§ Your goal
Pull every line holding the word "sofa" from the data below and copy it.

(Source records)

━━━

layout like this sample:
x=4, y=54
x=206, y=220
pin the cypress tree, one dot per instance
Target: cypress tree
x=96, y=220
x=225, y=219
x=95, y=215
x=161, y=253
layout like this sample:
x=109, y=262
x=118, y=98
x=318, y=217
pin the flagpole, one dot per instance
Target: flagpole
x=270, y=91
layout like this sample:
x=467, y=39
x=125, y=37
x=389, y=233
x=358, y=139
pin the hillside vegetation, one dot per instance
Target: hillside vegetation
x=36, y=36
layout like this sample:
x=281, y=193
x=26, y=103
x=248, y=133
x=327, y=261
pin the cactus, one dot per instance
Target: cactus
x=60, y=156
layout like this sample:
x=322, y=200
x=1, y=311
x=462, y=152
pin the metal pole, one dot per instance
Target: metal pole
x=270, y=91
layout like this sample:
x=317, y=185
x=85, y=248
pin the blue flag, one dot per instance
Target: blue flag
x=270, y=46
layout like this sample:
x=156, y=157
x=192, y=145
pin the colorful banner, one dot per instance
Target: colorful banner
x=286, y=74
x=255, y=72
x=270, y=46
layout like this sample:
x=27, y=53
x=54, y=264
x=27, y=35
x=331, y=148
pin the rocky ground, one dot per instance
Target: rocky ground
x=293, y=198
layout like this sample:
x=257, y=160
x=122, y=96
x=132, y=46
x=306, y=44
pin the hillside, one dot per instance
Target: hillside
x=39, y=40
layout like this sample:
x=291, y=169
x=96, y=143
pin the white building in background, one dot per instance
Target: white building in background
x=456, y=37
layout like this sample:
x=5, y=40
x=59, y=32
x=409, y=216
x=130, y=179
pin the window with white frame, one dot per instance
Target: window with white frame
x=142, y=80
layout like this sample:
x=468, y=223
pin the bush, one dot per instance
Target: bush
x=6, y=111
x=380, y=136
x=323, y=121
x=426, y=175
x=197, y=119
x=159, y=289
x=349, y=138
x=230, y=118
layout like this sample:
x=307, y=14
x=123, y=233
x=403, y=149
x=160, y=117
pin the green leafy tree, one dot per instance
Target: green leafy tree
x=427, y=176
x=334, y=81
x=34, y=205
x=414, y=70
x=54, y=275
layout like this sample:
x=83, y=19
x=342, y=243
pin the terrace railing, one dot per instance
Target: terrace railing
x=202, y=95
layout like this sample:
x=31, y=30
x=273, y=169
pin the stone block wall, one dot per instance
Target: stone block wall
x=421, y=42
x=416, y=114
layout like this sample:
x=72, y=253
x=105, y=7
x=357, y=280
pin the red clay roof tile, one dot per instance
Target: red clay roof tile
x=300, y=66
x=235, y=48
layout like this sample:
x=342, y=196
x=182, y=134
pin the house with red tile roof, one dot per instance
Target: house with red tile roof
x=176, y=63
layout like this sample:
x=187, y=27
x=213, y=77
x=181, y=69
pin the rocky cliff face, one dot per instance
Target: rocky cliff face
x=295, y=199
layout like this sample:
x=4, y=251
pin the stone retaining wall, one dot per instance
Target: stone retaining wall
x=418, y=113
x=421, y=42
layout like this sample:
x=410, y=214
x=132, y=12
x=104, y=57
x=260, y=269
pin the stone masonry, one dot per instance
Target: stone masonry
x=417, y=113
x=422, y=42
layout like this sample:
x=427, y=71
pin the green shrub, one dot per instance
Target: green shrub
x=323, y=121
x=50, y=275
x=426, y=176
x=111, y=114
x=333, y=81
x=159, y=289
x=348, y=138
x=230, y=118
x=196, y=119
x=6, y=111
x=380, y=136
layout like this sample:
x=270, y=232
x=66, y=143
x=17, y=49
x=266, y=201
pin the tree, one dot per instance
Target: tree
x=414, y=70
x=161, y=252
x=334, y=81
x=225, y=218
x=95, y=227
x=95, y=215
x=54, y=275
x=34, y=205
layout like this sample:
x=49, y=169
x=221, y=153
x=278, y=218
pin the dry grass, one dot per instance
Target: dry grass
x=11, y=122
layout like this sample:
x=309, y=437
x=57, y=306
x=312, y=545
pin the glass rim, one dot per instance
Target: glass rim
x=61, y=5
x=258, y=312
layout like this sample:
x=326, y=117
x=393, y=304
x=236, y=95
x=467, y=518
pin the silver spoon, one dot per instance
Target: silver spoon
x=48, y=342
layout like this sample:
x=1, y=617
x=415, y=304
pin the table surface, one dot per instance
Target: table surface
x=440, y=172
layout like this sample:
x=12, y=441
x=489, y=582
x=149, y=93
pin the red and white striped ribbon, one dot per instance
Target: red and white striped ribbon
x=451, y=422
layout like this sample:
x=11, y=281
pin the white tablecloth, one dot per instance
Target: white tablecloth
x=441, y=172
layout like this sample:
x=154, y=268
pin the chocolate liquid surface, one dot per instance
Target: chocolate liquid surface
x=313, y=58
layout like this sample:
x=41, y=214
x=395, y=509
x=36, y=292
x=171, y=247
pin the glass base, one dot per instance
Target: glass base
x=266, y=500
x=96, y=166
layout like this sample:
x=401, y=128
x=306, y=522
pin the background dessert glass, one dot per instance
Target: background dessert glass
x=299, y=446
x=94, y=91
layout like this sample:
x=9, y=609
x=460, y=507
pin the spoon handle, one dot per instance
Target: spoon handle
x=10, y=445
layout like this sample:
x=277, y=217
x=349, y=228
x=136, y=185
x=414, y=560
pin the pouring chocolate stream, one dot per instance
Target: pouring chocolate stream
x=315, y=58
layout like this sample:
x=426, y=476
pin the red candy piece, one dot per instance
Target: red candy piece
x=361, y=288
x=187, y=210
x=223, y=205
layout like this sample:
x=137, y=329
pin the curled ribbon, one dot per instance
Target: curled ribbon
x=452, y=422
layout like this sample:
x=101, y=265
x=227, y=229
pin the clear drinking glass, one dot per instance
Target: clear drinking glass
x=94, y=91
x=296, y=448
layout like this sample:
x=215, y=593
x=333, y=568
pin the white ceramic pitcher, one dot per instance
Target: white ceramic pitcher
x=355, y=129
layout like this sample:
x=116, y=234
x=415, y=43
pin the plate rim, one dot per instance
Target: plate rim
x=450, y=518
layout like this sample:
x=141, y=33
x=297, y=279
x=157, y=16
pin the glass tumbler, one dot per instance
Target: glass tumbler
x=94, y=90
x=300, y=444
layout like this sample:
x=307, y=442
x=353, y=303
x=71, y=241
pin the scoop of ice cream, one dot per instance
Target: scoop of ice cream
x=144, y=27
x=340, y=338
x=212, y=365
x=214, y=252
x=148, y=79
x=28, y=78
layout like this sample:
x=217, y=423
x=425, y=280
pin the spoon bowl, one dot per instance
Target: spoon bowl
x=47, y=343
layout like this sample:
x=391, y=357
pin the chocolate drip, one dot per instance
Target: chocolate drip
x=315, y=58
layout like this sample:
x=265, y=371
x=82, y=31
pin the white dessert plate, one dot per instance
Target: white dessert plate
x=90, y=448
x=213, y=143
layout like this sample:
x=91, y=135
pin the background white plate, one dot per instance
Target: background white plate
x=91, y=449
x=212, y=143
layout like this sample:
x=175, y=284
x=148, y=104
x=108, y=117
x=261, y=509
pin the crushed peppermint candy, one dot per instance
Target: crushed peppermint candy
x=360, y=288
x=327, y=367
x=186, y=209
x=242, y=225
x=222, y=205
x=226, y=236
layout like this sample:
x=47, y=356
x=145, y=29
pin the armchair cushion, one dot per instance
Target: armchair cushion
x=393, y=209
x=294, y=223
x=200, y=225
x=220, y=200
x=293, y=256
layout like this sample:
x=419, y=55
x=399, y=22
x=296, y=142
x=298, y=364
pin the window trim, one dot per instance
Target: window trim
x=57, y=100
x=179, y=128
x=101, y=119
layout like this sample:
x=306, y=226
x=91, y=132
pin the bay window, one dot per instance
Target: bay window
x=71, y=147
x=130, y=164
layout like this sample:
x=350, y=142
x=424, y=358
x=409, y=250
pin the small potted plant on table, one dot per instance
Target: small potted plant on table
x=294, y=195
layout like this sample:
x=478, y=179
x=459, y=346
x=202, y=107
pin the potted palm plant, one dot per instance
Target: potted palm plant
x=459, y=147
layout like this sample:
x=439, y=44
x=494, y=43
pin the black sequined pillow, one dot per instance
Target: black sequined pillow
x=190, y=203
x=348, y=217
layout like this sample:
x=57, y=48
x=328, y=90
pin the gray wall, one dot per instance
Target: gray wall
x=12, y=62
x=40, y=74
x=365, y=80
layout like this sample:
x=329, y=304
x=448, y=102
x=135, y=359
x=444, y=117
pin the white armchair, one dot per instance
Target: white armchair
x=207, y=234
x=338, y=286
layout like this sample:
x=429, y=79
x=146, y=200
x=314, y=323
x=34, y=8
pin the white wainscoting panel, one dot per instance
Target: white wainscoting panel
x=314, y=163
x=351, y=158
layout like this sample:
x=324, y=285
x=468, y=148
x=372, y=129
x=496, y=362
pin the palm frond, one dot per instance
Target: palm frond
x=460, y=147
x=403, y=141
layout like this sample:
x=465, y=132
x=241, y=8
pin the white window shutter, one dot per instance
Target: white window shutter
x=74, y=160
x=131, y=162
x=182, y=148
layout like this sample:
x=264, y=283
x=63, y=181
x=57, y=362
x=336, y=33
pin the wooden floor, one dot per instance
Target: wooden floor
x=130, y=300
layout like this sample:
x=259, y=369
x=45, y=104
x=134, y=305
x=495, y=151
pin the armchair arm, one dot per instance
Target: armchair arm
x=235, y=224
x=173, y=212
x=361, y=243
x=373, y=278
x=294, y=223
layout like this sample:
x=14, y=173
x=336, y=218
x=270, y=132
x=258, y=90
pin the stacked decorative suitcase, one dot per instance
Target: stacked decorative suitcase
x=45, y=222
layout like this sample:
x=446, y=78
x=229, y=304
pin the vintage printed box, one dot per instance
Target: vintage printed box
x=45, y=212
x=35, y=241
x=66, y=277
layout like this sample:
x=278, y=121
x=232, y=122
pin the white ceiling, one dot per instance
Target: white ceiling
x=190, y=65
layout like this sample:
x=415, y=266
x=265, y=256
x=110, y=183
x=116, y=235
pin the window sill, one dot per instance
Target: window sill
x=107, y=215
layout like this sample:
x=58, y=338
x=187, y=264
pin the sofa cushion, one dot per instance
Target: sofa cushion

━━━

§ Problem solution
pin the sofa cushion, one dot per instance
Target: sofa cushion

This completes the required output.